**Excerpt to read**
- - - - - - -

[2320] in cryptography@c2.net mail archive
Re: fastest blowfish.asm?
daemon@ATHENA.MIT.EDU (Eric Young)
Mon Mar 23 15:23:58 1998
Date: Mon, 23 Mar 1998 10:05:31 +1000 (EST)
From: Eric Young <eay@cryptsoft.com>
Reply-To: Eric Young <eay@cryptsoft.com>
To: Adam Back <aba@dcs.ex.ac.uk>
cc: cryptography@c2.net
In-Reply-To: <199803210122.BAA00257@server.eternity.org>
On Sat, 21 Mar 1998, Adam Back wrote:
> I have looked at two assembler implementations [1], [2] so far, and MS
> VC++ 5 and GCC beat both of them!
>
> Neither of the sources do anything about instruction scheduling to
> keep both execution units busy on the pentium.
>
> I should note that I am not using an Intel CPU, but an AMD k6 233
> clone, which may or may not influence effectiveness of scheduling
> tricks. Anyone know/done experiments on this?
>
> Adam
>
> [1] Eric Young's blowfish from SSLeay-0.8.1 also available separately
> as libbf-0.7.2m.tar.gz
I've changed things since then. I have near optimal for pentium and some
different code that is faster on ppro/pen2. (libbf-0.8.2b.tar.gz).

- - - - - - -

**Data section**
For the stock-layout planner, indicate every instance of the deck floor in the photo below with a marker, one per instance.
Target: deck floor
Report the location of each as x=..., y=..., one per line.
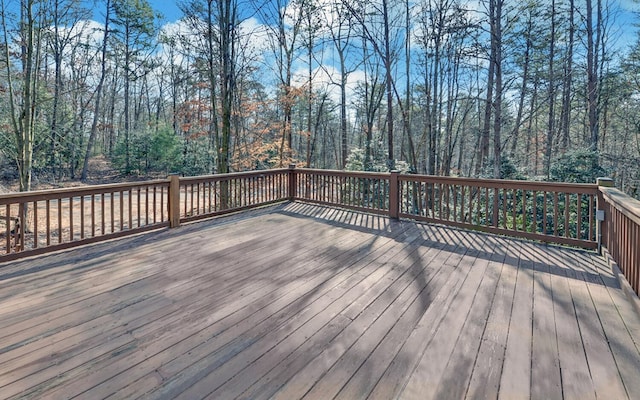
x=300, y=301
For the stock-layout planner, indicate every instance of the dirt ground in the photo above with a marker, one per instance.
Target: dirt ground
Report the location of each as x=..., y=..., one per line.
x=100, y=172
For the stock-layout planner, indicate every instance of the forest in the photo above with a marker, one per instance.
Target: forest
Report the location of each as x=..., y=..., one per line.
x=540, y=90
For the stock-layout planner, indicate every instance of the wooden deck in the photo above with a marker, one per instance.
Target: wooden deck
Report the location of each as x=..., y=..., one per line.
x=299, y=301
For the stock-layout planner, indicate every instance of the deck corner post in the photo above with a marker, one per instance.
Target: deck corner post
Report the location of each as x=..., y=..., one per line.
x=174, y=201
x=293, y=182
x=394, y=195
x=601, y=224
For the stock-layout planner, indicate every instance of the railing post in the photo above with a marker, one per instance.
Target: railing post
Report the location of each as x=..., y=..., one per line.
x=293, y=182
x=174, y=201
x=394, y=195
x=602, y=232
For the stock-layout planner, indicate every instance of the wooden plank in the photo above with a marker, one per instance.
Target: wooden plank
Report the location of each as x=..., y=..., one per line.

- - - - - - -

**What you should do**
Pick up the blowfish mailing-list reply after its last sentence and continue it. You won't need the rows for this.

**The reply**
I got hold of a version of VTune and use it quite a bit now :-).
The fact that you are using an AMD k6 233 is a rather key point.
>From the readme in the current distribution
There are blowfish assembler generation scripts.
bf-586.pl version is for the pentium and
bf-686.pl is my original version, which is faster on the pentium pro.
When using a bf-586.pl, the pentium pro/II is %8 slower than using
bf-686.pl. When using a bf-686.pl, the pentium is %16 slower
than bf-586.pl
So the default is bf-586.pl
Depending on the CPU, the difference in scheduling is rather critical.
The main reason I have blowfish assember is for the gcc based unix boxes,
where the code generated is rather crappy.
Visual C 5 is a nice compiler :-)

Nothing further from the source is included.